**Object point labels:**
——
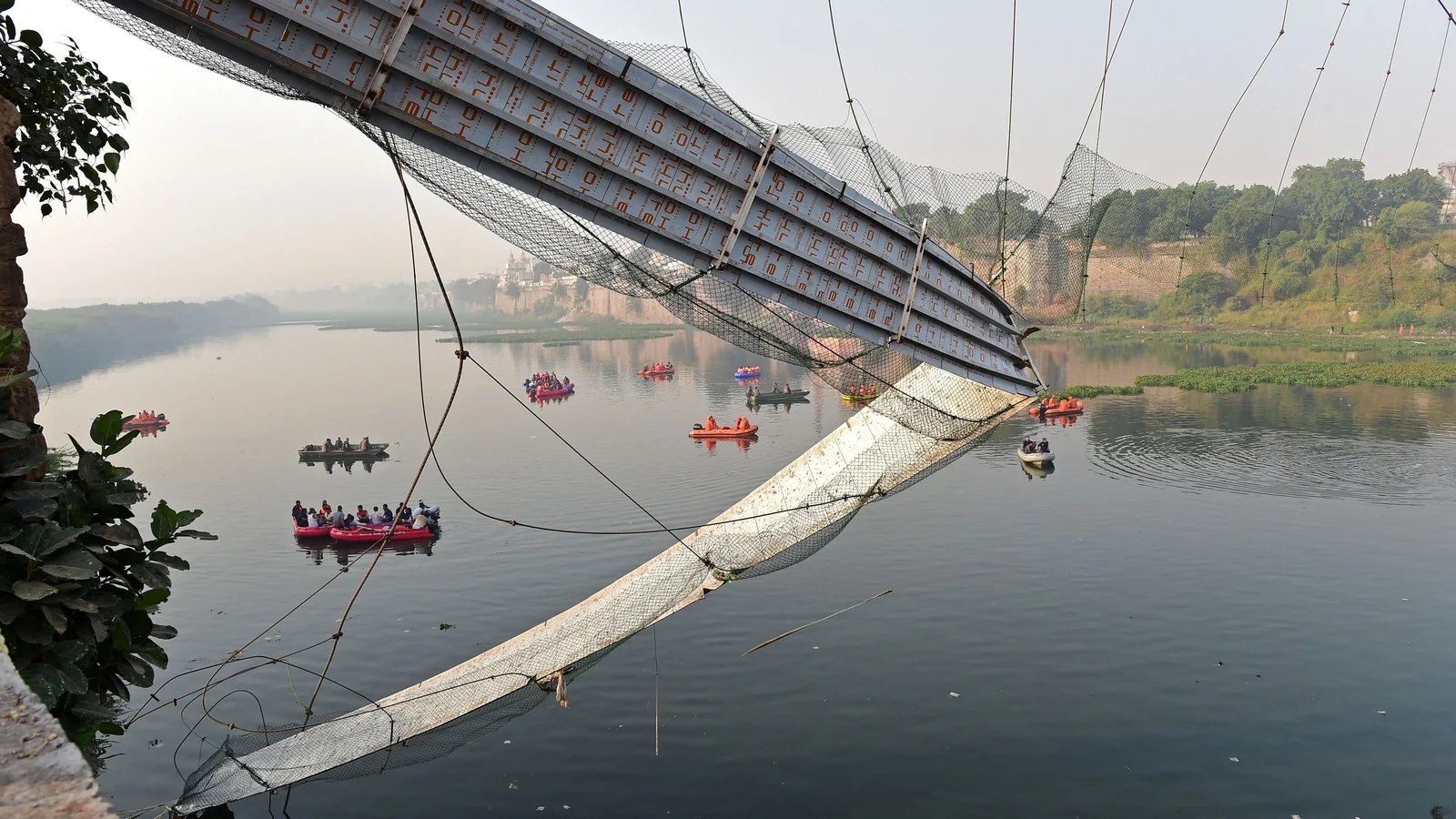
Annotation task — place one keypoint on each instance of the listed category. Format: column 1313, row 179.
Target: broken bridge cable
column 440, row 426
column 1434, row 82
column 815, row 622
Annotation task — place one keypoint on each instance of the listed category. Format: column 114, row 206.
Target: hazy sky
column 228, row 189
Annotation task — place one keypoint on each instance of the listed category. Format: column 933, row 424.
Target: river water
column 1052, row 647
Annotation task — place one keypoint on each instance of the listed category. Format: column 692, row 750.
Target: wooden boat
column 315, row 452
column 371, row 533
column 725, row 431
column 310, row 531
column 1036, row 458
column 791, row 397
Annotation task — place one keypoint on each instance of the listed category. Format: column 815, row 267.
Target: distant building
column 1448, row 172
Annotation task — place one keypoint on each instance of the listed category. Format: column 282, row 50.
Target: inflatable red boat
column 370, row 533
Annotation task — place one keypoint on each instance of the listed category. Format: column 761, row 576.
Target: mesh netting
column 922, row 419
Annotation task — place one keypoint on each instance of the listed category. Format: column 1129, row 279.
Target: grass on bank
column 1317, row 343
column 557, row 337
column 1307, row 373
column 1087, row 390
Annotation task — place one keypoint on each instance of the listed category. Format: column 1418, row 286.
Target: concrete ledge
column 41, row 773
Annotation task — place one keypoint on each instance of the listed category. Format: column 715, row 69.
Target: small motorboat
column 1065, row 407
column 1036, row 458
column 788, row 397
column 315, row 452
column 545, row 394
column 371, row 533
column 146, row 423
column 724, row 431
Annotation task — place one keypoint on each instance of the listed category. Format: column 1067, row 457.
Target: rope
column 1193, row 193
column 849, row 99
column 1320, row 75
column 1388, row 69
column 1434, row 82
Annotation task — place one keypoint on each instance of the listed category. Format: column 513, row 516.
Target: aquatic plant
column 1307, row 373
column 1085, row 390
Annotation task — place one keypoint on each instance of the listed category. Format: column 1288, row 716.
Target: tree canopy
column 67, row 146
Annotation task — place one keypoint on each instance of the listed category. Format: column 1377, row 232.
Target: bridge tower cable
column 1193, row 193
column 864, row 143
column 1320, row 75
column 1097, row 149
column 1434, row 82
——
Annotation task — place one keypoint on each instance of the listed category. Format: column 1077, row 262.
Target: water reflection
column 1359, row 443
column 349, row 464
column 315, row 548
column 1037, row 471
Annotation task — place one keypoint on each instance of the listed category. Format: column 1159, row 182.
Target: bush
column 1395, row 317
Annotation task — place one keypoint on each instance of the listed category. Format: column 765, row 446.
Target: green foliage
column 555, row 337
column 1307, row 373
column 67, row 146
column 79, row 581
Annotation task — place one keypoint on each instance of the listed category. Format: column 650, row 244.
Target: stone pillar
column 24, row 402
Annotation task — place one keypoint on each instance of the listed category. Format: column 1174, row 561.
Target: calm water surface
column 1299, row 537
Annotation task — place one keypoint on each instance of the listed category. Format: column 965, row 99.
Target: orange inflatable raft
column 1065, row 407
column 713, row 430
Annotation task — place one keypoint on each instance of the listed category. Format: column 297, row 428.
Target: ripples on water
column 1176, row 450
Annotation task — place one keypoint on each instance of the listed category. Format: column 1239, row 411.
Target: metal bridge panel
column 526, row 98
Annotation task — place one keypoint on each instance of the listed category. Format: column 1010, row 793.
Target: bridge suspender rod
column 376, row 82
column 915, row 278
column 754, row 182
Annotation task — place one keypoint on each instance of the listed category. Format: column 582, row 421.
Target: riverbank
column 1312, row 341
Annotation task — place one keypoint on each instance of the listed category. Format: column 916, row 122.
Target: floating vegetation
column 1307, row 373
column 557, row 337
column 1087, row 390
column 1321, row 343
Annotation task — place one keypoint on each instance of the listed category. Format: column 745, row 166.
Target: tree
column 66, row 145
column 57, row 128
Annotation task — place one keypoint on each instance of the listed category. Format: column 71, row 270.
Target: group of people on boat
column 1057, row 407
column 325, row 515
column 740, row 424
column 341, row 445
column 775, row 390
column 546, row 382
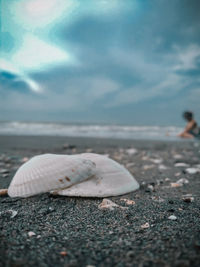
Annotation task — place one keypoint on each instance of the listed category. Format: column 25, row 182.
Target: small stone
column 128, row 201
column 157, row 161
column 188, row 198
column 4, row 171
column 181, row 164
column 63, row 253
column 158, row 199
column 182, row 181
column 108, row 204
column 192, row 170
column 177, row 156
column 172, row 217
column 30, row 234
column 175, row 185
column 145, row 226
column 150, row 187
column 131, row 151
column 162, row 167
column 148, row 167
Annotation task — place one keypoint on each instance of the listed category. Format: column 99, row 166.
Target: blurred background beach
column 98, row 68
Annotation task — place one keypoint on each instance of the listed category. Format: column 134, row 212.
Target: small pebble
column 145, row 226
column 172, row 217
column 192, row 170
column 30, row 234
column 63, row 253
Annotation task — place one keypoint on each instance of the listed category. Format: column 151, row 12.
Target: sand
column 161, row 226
——
**EXERCISE OBJECTIVE:** Copy out everything in the data above, from the line containing "1313, row 179." down to the line containing "column 41, row 773", with both of those lines included.

**FINISHED ANSWER:**
Annotation task — place one keypoint on each instance of the listed category. Format: column 1313, row 179.
Target: broken bridge cable
column 440, row 426
column 1434, row 82
column 815, row 622
Annotation task — place one keypoint on each instance of the listed category. Format: column 114, row 206.
Target: hazy sky
column 228, row 189
Annotation task — place one keypoint on each instance of the listed category. Format: column 933, row 424.
Target: river water
column 1052, row 647
Annotation task — place one keypoint on each instance of the listed category. Format: column 692, row 750.
Target: wooden boat
column 315, row 452
column 371, row 533
column 725, row 431
column 310, row 531
column 1036, row 458
column 791, row 397
Annotation task — place one keypoint on each instance of the listed category. Format: column 815, row 267.
Target: distant building
column 1448, row 172
Annotation task — place one keypoint on each instance of the listed category. Format: column 282, row 50.
Target: inflatable red boat
column 370, row 533
Annotation task — place one keypoint on each instance of the listed category. Format: column 761, row 576.
Target: mesh netting
column 922, row 419
Annotation task — place one keypoint on each instance of the listed category. Format: column 1129, row 279.
Target: grass on bank
column 1317, row 343
column 557, row 337
column 1307, row 373
column 1087, row 390
Annotation task — place one keypoint on each instance of the listed category. Format: column 1418, row 286.
Target: concrete ledge
column 41, row 773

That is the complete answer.